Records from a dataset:
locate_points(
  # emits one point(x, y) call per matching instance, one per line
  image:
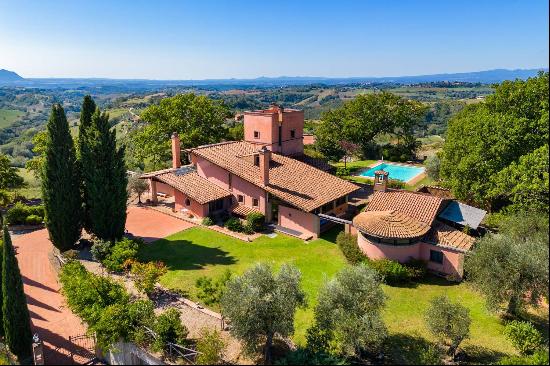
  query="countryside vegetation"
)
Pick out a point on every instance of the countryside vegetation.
point(325, 297)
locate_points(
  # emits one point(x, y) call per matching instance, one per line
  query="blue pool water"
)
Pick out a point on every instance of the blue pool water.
point(398, 172)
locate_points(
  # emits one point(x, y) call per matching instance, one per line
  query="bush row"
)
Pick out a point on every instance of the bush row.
point(21, 214)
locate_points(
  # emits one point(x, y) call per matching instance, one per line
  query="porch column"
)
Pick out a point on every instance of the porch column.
point(153, 190)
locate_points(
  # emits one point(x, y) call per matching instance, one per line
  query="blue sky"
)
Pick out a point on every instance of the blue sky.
point(243, 39)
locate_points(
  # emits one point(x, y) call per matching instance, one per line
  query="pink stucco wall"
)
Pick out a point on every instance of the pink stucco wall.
point(452, 260)
point(220, 177)
point(294, 219)
point(194, 207)
point(267, 124)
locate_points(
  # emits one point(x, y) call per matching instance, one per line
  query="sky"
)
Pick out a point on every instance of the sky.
point(210, 39)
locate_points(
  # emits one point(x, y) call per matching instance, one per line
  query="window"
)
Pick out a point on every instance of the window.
point(436, 256)
point(215, 205)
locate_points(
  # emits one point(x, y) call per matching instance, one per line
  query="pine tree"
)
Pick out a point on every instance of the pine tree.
point(61, 183)
point(86, 112)
point(16, 318)
point(105, 180)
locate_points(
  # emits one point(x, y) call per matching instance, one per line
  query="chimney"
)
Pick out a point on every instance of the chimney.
point(265, 157)
point(381, 181)
point(176, 151)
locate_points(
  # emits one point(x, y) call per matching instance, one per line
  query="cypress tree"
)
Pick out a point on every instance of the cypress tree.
point(86, 112)
point(105, 180)
point(16, 318)
point(61, 183)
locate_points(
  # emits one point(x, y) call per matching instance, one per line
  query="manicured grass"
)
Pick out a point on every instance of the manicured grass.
point(201, 252)
point(8, 116)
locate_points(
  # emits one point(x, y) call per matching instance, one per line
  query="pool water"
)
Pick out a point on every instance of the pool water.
point(399, 172)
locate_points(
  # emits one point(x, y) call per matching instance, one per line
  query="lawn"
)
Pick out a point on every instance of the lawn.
point(201, 252)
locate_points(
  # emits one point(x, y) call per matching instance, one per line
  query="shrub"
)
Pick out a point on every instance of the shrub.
point(393, 272)
point(348, 245)
point(525, 338)
point(207, 221)
point(342, 172)
point(211, 347)
point(169, 328)
point(100, 249)
point(234, 224)
point(33, 220)
point(146, 275)
point(211, 291)
point(18, 213)
point(119, 253)
point(256, 221)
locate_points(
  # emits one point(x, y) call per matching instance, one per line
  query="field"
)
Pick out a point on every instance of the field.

What you need to do: Copy out all of the data word for word. Do not carry over any picture.

Final answer:
locate_points(
  # emits one point(x, y) call per matching instance, one per line
  image:
  query="countryside vegetation"
)
Pick out a point on every instance of the countryside vegetation.
point(325, 297)
locate_points(
  # emits one point(x, y) call per matching instance, one per line
  query="blue pool water"
)
Pick out a point on every instance of the blue pool water.
point(398, 172)
locate_points(
  # emits one point(x, y) call per matching instance, one per line
  query="bush row"
)
Pick out a point on every instance of the bush row.
point(21, 214)
locate_points(
  # emits one point(x, y) call per matching instance, one per line
  query="porch column"
)
Pick out a point on every instance of the porch column.
point(153, 190)
locate_points(
  # emits one point(x, y) call per matching instance, one per line
  query="blue sky"
)
Pick out a point on every instance of the blue sky.
point(243, 39)
locate_points(
  # emits one point(x, y) call per matching instance, one per line
  query="pink stucco wall"
)
Pick out a point on every instance of the pink stucco wall.
point(452, 260)
point(220, 177)
point(294, 219)
point(194, 207)
point(267, 124)
locate_points(
  # emits one point(x, y) call per matching instance, one per line
  query="sky"
)
Pick out a point on every instance of the sky.
point(210, 39)
locate_points(
  # emits one point(x, y) call per matching instance, one per line
  query="window"
)
Pick out a point on every instance of the window.
point(436, 256)
point(215, 205)
locate_points(
  # emits one point(x, y) call per matching instance, one per line
  query="pine tree"
)
Pick out a point on every instance of the pine tree.
point(61, 183)
point(86, 112)
point(16, 318)
point(105, 180)
locate_points(
  # emits one point(x, y) call per matching instance, one per line
  query="chimney"
)
Pick out a point on every instance of the chimney.
point(265, 157)
point(381, 181)
point(176, 151)
locate_points(
  # emits one point(x, y) call per matching instance, one per line
  query="cypress tree"
)
Pick out a point on every instance of the cypress tree.
point(86, 112)
point(105, 180)
point(16, 318)
point(61, 183)
locate_points(
  # emits one point(x, y) call per matching instance, one per line
  query="manicured grass"
)
Pick out a point on every instance of the manicured grass.
point(201, 252)
point(8, 116)
locate_points(
  # emits one point(x, y) call per matching instance, one per line
  query="pool water"
)
Pick out a point on every instance of the pool water.
point(399, 172)
locate_points(
  # emits one point(x, y) call per matching instance, one per line
  query="lawn"
)
Pick out a point on every instance of the lawn.
point(201, 252)
locate_points(
  # emits one point(x, y) call per matching instance, one per line
  query="shrub"
)
Pick out a point on every instance of the shrub.
point(393, 272)
point(348, 245)
point(525, 338)
point(207, 221)
point(342, 172)
point(211, 347)
point(169, 328)
point(100, 249)
point(234, 224)
point(33, 220)
point(146, 275)
point(211, 291)
point(18, 213)
point(119, 253)
point(256, 221)
locate_points(
  # emits one point(x, y) call per matching instance, one per line
  query="field"
)
Pick out a point on every instance of the field.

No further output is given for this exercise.